[WHAT IS ASKED] Copy the items from the line containing "Identify the motorcycle" through the end of the items, both ends included, with the requests kept as they are. Shift each answer point by adding 20 to both of its coordinates, leaving the numbers in the requests unchanged.

[MATERIAL FOR THE TASK]
◆ ◆ ◆ ◆ ◆

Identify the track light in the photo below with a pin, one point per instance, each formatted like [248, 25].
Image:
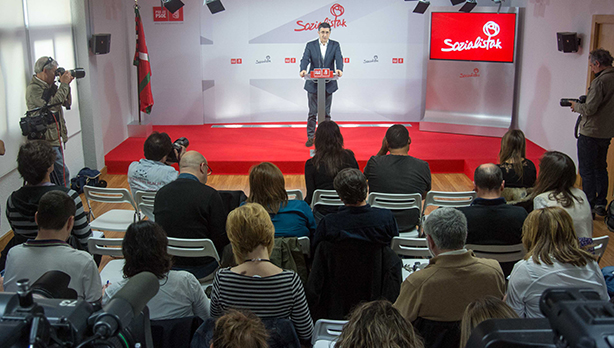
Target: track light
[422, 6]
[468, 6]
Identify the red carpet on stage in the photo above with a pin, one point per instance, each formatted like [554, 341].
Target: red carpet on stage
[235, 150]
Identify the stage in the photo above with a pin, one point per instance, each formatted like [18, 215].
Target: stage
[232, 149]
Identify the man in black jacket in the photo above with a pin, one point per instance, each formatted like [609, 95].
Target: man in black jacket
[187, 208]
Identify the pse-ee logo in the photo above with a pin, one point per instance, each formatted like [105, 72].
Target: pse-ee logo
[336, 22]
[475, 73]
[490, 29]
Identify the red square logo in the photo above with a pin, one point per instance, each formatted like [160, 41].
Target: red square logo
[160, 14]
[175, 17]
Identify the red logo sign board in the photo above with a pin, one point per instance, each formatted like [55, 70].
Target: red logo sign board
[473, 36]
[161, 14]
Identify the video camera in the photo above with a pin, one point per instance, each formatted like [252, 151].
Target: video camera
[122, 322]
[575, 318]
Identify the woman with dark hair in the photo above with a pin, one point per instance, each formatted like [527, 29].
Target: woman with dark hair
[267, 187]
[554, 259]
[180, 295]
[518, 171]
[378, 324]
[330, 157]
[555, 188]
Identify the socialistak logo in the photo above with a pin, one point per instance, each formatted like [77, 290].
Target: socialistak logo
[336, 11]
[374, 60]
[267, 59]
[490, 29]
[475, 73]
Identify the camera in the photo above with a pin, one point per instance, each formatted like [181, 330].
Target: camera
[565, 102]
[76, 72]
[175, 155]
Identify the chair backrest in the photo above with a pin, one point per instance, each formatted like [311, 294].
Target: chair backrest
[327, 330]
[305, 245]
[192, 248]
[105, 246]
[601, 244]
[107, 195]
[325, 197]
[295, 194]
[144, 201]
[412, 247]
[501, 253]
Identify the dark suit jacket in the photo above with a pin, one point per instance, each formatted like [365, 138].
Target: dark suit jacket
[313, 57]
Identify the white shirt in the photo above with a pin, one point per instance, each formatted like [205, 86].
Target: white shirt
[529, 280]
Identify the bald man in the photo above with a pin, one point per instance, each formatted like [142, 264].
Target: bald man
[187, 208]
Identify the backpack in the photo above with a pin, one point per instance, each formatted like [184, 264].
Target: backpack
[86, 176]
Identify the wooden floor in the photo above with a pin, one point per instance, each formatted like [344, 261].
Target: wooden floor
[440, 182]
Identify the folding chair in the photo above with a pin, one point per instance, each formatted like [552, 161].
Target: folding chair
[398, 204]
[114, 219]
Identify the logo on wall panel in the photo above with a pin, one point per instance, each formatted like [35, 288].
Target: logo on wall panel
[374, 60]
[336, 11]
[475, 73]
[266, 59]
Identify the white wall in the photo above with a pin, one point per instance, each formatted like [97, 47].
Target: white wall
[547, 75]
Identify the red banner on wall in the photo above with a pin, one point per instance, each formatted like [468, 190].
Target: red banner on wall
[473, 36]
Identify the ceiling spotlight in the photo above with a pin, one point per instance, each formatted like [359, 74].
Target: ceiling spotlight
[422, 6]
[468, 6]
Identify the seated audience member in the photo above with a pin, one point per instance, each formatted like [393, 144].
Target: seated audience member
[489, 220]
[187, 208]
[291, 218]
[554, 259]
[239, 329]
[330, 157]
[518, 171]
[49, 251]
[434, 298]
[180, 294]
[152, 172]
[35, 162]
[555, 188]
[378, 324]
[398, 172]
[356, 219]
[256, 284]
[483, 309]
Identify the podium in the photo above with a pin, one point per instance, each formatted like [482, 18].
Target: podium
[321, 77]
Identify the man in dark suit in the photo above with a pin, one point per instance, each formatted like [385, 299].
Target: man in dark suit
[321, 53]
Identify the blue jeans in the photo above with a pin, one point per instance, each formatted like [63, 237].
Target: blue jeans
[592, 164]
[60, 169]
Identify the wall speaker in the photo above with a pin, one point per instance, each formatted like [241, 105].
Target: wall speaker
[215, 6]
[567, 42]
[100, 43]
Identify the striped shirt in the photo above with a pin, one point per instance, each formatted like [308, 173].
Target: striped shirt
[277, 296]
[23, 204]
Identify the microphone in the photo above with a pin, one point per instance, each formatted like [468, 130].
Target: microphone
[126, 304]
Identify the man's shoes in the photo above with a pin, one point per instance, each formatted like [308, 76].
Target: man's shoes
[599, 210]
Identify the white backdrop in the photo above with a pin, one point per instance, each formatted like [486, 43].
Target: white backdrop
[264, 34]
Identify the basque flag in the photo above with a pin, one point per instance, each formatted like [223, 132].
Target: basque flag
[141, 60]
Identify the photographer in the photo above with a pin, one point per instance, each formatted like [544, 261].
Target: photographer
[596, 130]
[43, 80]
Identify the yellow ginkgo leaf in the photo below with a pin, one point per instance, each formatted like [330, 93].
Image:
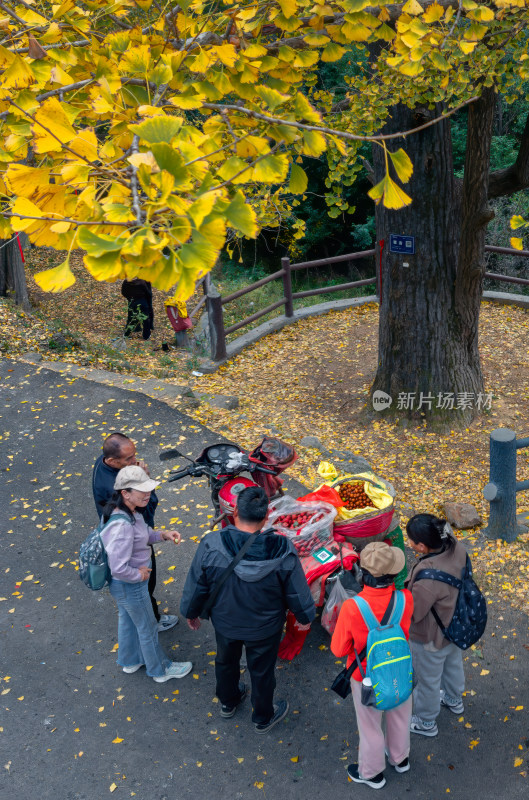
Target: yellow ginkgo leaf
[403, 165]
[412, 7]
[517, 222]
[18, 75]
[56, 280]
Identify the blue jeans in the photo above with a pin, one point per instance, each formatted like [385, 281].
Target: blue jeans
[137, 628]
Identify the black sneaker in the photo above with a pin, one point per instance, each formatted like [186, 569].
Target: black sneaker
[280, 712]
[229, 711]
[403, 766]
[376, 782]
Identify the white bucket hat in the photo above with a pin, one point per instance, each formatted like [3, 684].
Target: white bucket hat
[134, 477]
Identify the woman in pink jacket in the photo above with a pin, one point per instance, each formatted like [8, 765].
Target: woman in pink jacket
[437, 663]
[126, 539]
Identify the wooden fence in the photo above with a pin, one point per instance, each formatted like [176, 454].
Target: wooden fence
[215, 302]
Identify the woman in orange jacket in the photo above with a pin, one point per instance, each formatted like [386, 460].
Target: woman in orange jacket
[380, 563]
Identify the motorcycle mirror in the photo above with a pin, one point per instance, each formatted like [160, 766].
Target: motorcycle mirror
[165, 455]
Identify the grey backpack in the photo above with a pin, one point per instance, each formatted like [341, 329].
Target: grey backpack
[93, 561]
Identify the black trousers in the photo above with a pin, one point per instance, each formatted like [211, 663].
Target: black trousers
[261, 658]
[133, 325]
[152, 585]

◆ ◆ ◆ ◆ ◆

[EXPECTED ANSWER]
Identify the motorcycle mirror in the photo above with a pin, one point per instance, each formatted like [160, 766].
Target: motorcycle mirror
[185, 475]
Identify the grey backpack in the photo above with a pin, one point per instance, each formatted like [341, 329].
Target: grey backpack
[113, 581]
Identify the black trousers in the photo above with a pin, one point per instance, each formatted like [211, 663].
Target: black trousers
[281, 678]
[153, 345]
[172, 605]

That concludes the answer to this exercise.